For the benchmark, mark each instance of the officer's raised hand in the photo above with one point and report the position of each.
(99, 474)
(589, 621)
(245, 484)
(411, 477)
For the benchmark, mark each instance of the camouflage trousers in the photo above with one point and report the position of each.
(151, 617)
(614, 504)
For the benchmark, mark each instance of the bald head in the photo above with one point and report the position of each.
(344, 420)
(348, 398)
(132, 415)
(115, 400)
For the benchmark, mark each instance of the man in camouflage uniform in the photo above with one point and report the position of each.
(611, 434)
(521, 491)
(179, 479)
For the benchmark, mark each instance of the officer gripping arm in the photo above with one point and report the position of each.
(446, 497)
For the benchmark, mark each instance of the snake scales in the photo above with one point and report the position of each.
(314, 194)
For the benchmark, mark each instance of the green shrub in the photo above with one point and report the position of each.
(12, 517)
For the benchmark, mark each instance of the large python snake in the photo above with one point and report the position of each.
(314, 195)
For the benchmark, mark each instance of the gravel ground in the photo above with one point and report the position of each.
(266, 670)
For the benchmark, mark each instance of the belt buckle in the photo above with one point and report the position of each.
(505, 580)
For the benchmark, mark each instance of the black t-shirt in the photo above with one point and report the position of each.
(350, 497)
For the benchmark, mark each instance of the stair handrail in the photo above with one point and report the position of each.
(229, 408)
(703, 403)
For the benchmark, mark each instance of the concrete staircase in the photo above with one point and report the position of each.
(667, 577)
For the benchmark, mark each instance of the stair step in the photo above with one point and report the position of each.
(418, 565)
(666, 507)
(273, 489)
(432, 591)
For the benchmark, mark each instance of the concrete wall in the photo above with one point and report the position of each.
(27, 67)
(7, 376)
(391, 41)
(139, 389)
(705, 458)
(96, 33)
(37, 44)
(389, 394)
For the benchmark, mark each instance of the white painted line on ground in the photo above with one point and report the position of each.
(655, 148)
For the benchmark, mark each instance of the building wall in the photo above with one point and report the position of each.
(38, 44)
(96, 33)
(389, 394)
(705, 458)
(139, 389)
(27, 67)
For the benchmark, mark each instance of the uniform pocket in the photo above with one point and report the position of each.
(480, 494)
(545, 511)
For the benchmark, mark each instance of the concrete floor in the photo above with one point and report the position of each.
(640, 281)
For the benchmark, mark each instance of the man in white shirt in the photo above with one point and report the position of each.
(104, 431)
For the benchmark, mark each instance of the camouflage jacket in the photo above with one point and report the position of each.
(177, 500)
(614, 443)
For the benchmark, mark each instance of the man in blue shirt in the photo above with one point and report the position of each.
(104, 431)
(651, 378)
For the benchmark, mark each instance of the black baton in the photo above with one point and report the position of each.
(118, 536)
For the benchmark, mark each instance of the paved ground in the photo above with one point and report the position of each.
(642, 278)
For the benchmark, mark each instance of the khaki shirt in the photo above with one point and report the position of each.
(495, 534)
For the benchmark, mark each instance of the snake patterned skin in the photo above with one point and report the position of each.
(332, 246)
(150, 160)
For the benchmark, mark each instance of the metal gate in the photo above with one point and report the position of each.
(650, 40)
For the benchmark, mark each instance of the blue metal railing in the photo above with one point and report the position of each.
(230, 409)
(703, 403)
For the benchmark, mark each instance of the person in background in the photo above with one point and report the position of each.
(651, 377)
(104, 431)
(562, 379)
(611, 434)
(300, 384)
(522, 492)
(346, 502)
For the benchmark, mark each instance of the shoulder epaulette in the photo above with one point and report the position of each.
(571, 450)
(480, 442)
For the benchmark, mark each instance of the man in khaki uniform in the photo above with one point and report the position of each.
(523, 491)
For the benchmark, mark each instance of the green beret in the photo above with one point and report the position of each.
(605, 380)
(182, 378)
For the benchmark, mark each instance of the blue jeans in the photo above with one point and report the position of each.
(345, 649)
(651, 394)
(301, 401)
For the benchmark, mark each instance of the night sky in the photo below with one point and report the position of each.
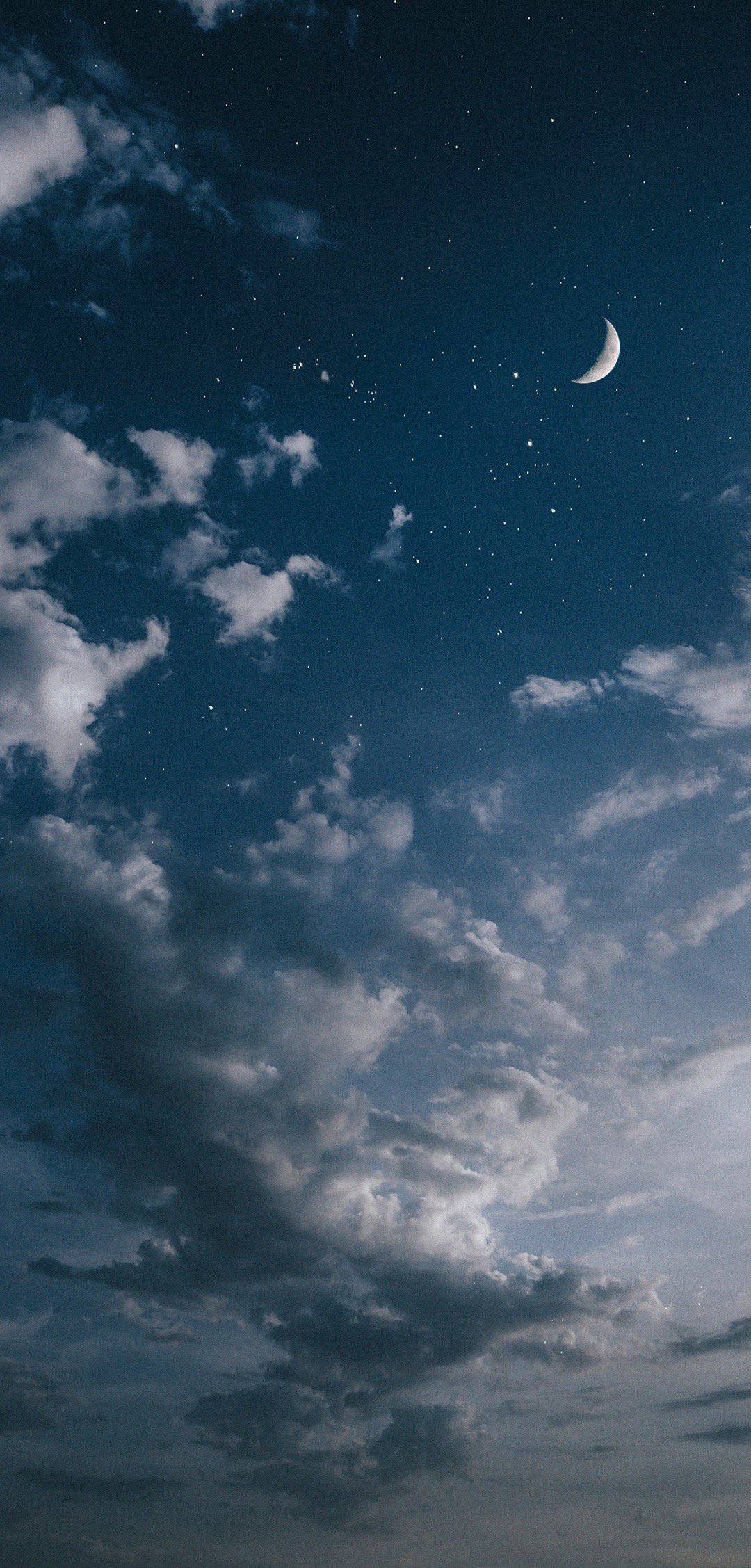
--------
## [Task details]
Return each line of the items above that contains the string "metal", matching case exactly.

## [The reply]
For the benchmark, mark each instance of the metal gate in the photo above with one point and report the position of each.
For the benchmark, mark each instance of the blue metal railing in the photo above with one point and report the position of each.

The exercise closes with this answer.